#### [Material for the task]
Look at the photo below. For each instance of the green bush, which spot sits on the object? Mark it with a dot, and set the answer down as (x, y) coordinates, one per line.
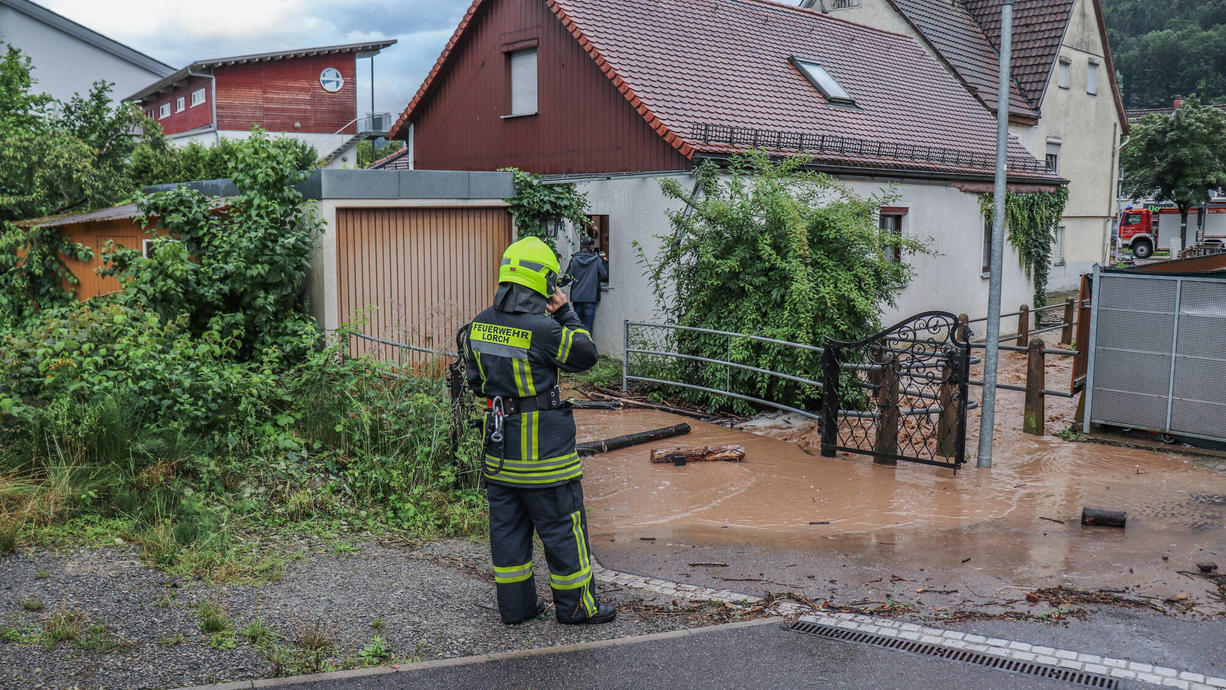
(768, 249)
(202, 406)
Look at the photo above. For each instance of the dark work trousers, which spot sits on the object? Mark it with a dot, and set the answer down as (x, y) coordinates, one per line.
(586, 313)
(557, 514)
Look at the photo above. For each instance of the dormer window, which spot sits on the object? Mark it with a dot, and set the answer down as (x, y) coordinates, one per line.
(820, 79)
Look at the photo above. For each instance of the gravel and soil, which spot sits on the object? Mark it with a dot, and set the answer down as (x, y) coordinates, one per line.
(426, 602)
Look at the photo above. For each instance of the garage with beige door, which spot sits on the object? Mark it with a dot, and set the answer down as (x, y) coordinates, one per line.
(416, 275)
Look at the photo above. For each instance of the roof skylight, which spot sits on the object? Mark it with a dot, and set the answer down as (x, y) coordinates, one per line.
(822, 80)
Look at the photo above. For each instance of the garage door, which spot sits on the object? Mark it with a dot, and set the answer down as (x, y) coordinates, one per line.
(416, 275)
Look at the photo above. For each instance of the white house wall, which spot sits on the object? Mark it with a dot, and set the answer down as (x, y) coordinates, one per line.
(949, 281)
(65, 65)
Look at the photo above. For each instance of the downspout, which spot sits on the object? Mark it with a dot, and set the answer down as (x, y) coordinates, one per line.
(408, 144)
(212, 102)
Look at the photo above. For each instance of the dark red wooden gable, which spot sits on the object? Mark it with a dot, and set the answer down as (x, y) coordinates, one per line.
(582, 123)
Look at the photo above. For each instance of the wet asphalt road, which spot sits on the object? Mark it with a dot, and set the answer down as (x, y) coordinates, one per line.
(763, 656)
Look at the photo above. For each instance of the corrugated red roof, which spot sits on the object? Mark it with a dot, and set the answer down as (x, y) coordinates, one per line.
(954, 33)
(1039, 30)
(692, 68)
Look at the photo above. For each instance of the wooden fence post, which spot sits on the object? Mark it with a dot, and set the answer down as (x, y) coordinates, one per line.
(887, 379)
(1036, 375)
(1067, 333)
(947, 424)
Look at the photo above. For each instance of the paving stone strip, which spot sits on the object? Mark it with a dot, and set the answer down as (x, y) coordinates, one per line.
(1072, 659)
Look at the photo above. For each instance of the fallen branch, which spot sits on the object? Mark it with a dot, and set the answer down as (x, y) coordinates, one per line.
(705, 454)
(628, 440)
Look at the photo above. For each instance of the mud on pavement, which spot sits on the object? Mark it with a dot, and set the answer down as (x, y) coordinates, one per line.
(913, 538)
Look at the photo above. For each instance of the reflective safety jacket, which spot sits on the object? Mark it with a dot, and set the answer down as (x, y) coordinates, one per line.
(517, 354)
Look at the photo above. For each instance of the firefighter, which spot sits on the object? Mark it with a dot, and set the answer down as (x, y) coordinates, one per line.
(514, 352)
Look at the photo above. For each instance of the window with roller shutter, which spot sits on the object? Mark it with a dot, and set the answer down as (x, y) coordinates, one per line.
(524, 82)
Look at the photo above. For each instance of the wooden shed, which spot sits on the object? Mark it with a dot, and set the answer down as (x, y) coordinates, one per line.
(93, 229)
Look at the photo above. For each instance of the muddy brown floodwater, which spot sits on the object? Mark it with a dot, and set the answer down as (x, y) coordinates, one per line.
(1018, 522)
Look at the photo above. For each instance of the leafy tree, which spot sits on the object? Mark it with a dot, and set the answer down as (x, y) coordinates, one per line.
(1167, 49)
(1177, 157)
(772, 250)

#### [Stated problem]
Rewrite the material as a numbered list, beginning with the line that contains "Look at the photo above. For each instance of the muddy" and continuing through the last line. Leave out any blank lines.

#### [Finished answer]
1. Look at the photo above. For each instance of the muddy brown floodwater, which spot sits on the object? Mark it with a dot, and set the answer down as (x, y) coordinates, one per line.
2. (1018, 522)
3. Look at the photo above. For each instance of the leafy tree, which spot sits on the object? Mark it with a dot, and set the answer down as (x, y) coordinates, one per line.
4. (1167, 49)
5. (1177, 157)
6. (772, 250)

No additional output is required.